▶ [THE REQUEST]: Reproduce the data below with each occurrence of "mask" replaced by "region" and everything else left as it is. Leave the pictures out of your answer.

▶ [EXERCISE MATERIALS]:
┌──
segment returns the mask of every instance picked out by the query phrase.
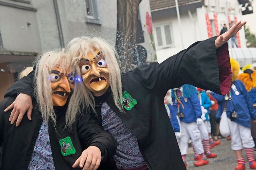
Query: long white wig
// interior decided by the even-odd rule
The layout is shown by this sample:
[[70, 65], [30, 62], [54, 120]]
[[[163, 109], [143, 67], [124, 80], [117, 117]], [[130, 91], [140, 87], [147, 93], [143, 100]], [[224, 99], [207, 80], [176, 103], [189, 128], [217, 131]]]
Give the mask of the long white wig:
[[[56, 125], [56, 115], [53, 106], [49, 74], [51, 70], [57, 66], [60, 68], [60, 72], [71, 72], [75, 79], [79, 80], [79, 77], [76, 77], [76, 75], [80, 74], [79, 66], [76, 62], [72, 61], [72, 58], [64, 49], [40, 54], [34, 65], [36, 67], [34, 80], [35, 94], [42, 118], [46, 120], [47, 123], [51, 119]], [[81, 92], [79, 88], [80, 84], [79, 81], [74, 82], [74, 92], [71, 92], [71, 96], [69, 97], [70, 102], [66, 114], [66, 127], [71, 127], [77, 115], [81, 113], [84, 108], [83, 104], [85, 101], [82, 98], [74, 95], [74, 93]]]
[[[121, 101], [122, 96], [122, 72], [118, 55], [114, 47], [101, 38], [90, 38], [83, 37], [72, 40], [68, 44], [67, 49], [70, 55], [77, 62], [82, 56], [86, 56], [88, 52], [93, 53], [95, 49], [102, 51], [109, 70], [110, 85], [115, 104], [122, 112], [124, 112]], [[92, 108], [95, 111], [93, 95], [85, 86], [84, 87], [86, 89], [84, 90], [84, 95], [85, 98], [89, 99], [86, 101], [86, 104], [92, 106]]]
└──
▶ [SOLUTION]:
segment returns the region of every instance picked out by the query phrase.
Query: long white wig
// interior decided by the even-odd rule
The layout is shown by this sample:
[[70, 65], [30, 62], [54, 120]]
[[[163, 109], [143, 67], [124, 80], [117, 117]], [[130, 91], [140, 87], [147, 93], [143, 100]], [[224, 99], [207, 80], [176, 103], [189, 128], [217, 131]]]
Give the region of the long white wig:
[[[56, 125], [56, 115], [53, 106], [49, 74], [51, 70], [57, 66], [60, 68], [60, 72], [71, 72], [75, 79], [79, 80], [79, 77], [76, 77], [76, 75], [80, 74], [79, 66], [76, 62], [72, 61], [72, 58], [64, 49], [40, 54], [34, 65], [36, 67], [34, 80], [35, 94], [42, 118], [46, 120], [47, 123], [51, 119]], [[81, 92], [79, 88], [80, 84], [79, 81], [74, 82], [74, 92], [71, 92], [71, 96], [69, 97], [70, 102], [66, 114], [66, 127], [71, 127], [77, 115], [81, 113], [84, 108], [83, 104], [85, 101], [82, 98], [74, 95], [74, 93]]]
[[[121, 101], [122, 96], [122, 72], [118, 55], [114, 47], [101, 38], [90, 38], [83, 37], [72, 40], [68, 44], [67, 49], [70, 55], [77, 62], [82, 56], [86, 56], [88, 52], [93, 53], [95, 49], [102, 51], [109, 70], [110, 85], [115, 104], [122, 112], [124, 112]], [[92, 108], [95, 111], [93, 95], [85, 86], [84, 87], [86, 89], [84, 90], [84, 95], [85, 98], [89, 99], [86, 101], [86, 104], [92, 106]]]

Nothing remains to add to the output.